Activity 1
Answer these from the review of The J Curve:
(a) What is Ian Bremmer's profession?
(b) Which variable does the vertical axis of the J curve represent?
(c) What does the bottom of the "J" stand for?
Activity 2
Recast the paragraph of the review of The J Curve that begins "THE J CURVE by Ian Bremmer" as a short bulleted list that keeps its main facts.

18 NOVEMBER 2006, Page 52

Coping with closed regimes

William Skidelsky

THE J CURVE by Ian Bremmer Simon & Schuster, £17.99, pp. 306, ISBN 18004566798 ✆ £14.39 (plus £2.45 p&p) 0870 429 6655 Ian Bremmer, a political risk consultant, has come up with one of those snappy, graph-based theories (think the ‘tipping point’ and the ‘long tail’) which claim to ‘transform’ our understanding of the world, but actually reveal little. Bremmer’s theory is concerned with how nations develop. How can closed, authoritarian regimes be made to embrace democratisation, engagement with other countries and prosperity? To answer this, Bremmer has invented a graph — the J curve — which illustrates the course of a country’s journey. The graph’s two variables are stability (the vertical axis) and openness (horizontal). According to Bremmer, the line that any country must follow describes the shape of a ‘J’ (or, to be strictly accurate, a ‘J’ that has been rotated about 45 degrees in a clockwise direction). A country that is very closed, in other words, can be fairly stable (the left tip of the ‘J’), but not nearly so stable as a country that is very open (the top right-hand side of the ‘J’). The difficulty is getting from one to the other — going from being closed to being open. That, says Bremmer, necessarily entails a period of dangerous instability (the bottom of the ‘J’).

Data listing

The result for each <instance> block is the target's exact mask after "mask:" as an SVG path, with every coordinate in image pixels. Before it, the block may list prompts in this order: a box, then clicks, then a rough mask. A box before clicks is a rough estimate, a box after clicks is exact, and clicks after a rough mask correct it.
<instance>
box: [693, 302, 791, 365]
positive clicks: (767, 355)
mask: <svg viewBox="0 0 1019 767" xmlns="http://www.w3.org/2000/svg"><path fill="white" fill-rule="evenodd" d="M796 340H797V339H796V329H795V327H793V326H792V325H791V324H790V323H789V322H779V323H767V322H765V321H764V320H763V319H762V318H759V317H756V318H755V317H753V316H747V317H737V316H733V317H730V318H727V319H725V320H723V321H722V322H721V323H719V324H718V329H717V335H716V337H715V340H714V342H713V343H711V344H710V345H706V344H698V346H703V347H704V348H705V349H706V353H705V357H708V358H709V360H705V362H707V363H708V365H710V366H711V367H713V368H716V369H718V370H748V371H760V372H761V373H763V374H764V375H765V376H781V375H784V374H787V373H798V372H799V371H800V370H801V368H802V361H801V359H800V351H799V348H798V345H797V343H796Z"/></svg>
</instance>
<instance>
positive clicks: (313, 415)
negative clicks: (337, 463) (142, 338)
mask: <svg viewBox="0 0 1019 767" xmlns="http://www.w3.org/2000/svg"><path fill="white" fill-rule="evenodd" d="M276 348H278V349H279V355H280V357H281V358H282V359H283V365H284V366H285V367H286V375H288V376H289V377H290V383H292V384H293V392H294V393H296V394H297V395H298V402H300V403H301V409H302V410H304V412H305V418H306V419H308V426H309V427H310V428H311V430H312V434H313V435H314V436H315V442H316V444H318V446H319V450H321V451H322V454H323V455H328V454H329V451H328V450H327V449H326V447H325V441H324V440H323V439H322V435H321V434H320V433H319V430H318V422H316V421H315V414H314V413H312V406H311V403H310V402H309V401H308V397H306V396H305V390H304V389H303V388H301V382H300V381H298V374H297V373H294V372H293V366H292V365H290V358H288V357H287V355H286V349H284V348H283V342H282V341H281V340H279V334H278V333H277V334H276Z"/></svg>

Output 1
(a) He is a political risk consultant.
(b) Stability.
(c) A period of dangerous instability that a country goes through when moving from closed to open.

Output 2
- The J Curve by Ian Bremmer is published by Simon & Schuster at £17.99 and has 306 pages.
- Bremmer, a political risk consultant, offers a snappy, graph-based theory that the reviewer says claims to transform our understanding of the world but reveals little.
- The theory concerns how closed, authoritarian regimes can be brought to embrace democratization, engagement with other countries, and prosperity.
- His graph, the J curve, plots stability on the vertical axis against openness on the horizontal axis.
- A country's path forms a "J" rotated about 45 degrees clockwise.
- A very closed country can be fairly stable (the left tip), but less stable than a very open one (the top right).
- Moving from closed to open necessarily involves a period of dangerous instability (the bottom of the "J").